● **The exercise**: Please count the lines in the listing below that contain the string "rigging", treating uppercase and lowercase as different, and reply with that number alone.

● **Material**:
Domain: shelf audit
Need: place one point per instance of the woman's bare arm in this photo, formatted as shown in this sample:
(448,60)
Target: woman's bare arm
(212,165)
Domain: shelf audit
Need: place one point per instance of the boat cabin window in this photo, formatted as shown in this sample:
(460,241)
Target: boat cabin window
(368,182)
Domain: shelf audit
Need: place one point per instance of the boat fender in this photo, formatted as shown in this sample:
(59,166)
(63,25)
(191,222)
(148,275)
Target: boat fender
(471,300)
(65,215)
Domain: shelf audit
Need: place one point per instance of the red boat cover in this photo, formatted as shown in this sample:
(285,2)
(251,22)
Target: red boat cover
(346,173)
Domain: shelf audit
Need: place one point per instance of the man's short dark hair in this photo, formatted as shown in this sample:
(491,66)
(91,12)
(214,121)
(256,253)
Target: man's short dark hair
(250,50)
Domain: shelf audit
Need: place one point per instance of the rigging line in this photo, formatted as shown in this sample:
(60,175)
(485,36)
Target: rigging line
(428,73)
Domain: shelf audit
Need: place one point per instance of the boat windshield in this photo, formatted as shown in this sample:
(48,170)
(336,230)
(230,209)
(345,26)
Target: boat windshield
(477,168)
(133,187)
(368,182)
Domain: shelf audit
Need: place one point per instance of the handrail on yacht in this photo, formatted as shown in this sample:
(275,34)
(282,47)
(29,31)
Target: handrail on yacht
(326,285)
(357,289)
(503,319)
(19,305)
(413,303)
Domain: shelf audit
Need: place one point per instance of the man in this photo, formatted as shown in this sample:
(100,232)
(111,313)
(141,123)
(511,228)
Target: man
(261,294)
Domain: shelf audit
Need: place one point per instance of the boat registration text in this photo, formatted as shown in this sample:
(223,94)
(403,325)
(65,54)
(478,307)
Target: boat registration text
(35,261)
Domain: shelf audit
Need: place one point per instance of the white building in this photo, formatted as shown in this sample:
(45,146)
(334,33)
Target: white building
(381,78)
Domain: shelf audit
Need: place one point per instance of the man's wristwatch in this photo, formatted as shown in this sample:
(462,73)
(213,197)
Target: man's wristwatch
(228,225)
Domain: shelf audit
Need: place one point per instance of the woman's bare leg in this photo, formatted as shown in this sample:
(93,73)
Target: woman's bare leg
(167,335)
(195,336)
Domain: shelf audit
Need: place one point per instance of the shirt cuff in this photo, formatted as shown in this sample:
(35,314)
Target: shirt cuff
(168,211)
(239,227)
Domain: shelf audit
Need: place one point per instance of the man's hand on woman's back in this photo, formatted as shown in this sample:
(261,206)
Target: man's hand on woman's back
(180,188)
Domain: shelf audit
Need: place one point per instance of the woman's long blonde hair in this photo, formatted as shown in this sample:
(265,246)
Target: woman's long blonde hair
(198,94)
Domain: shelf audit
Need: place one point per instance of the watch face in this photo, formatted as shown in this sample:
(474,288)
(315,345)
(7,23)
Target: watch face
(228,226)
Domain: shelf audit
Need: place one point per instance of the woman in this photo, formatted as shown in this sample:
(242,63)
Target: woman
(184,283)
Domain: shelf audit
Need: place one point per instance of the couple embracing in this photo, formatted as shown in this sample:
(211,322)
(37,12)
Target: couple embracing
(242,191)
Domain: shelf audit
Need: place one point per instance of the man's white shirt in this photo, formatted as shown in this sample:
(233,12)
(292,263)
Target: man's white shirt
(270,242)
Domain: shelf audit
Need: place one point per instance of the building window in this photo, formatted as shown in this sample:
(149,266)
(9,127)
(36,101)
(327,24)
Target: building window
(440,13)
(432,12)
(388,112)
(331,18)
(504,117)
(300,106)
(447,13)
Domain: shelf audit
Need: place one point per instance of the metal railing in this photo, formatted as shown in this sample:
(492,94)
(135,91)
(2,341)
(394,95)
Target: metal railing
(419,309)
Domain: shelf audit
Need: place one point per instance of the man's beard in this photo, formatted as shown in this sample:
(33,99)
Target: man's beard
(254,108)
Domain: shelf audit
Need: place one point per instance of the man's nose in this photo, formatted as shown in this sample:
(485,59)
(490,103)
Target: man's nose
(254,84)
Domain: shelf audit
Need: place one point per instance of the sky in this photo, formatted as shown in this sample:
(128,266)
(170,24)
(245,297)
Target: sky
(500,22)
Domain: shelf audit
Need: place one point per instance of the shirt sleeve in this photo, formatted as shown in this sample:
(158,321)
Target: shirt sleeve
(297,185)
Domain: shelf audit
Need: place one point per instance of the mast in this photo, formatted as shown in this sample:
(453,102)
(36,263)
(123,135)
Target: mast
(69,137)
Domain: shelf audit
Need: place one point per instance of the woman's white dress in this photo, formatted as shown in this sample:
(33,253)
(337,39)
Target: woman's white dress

● **Exercise response**: 2